Exercise:
For this exercise, write out only the lines of the entries below from the one with "For each instance of the white baseboard, drop" up to and including the one with "For each instance of the greenhouse interior, drop", exactly as they are. Pictures stay out.
........
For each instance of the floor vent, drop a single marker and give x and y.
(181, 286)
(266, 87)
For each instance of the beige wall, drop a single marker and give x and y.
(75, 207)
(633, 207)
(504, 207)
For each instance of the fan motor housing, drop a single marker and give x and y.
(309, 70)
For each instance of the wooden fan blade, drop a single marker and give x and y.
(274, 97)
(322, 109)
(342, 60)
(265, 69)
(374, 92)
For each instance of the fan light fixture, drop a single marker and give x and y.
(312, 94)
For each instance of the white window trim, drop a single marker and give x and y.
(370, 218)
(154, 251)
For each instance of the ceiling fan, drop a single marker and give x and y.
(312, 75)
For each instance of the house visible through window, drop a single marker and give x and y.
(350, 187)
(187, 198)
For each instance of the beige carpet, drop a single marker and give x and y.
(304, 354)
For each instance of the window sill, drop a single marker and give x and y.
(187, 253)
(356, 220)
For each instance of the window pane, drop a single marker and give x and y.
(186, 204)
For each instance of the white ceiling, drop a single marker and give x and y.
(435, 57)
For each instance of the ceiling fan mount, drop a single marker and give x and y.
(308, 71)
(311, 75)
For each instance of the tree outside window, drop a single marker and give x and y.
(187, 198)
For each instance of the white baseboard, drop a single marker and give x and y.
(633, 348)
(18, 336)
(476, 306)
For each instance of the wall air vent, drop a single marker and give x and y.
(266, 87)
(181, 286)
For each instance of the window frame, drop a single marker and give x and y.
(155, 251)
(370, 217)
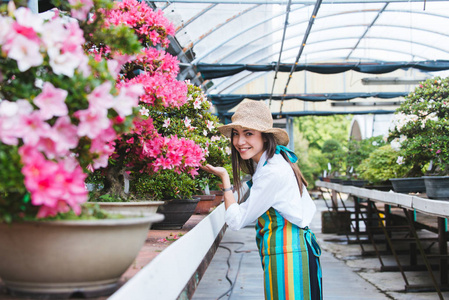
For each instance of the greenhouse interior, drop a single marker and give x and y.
........
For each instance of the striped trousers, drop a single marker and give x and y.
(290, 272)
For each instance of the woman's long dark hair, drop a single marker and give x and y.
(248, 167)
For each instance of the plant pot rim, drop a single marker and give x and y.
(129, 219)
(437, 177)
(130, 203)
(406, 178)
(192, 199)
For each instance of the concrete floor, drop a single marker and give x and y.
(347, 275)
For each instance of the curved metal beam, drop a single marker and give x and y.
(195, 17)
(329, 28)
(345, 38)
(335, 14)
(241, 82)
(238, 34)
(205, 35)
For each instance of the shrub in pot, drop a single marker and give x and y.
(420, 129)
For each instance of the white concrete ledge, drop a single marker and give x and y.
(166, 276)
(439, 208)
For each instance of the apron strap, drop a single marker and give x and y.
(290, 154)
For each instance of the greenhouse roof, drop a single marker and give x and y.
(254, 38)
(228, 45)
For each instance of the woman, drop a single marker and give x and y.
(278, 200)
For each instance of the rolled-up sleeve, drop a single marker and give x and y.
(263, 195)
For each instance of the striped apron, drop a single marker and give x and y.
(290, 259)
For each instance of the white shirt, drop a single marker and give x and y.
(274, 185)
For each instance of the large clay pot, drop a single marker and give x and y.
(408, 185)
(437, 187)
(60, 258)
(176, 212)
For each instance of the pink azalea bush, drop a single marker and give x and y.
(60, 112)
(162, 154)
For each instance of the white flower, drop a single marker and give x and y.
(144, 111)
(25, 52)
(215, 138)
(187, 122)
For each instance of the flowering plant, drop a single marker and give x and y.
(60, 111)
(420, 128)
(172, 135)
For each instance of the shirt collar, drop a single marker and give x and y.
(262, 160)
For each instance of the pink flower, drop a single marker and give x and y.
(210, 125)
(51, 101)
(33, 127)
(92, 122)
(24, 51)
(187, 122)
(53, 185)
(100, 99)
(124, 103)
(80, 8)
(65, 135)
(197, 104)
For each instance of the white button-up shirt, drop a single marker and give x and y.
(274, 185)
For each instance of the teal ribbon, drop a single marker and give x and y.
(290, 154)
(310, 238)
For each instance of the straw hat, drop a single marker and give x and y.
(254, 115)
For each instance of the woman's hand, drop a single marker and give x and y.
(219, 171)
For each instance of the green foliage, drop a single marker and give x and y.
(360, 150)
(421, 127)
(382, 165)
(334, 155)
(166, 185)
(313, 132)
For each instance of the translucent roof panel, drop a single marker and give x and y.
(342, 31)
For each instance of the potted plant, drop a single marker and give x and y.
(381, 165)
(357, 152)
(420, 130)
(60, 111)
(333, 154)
........
Reply:
For each instance of the white baseboard, drop a single marker and give x and y.
(633, 348)
(18, 336)
(476, 306)
For each instance of the wall air vent, drop a single marker and give x and y.
(266, 87)
(181, 286)
For each instance of the window frame, drop a single marker and give x and y.
(155, 251)
(370, 217)
For each instance of the greenhouse interior, drop a single marker and give x and y.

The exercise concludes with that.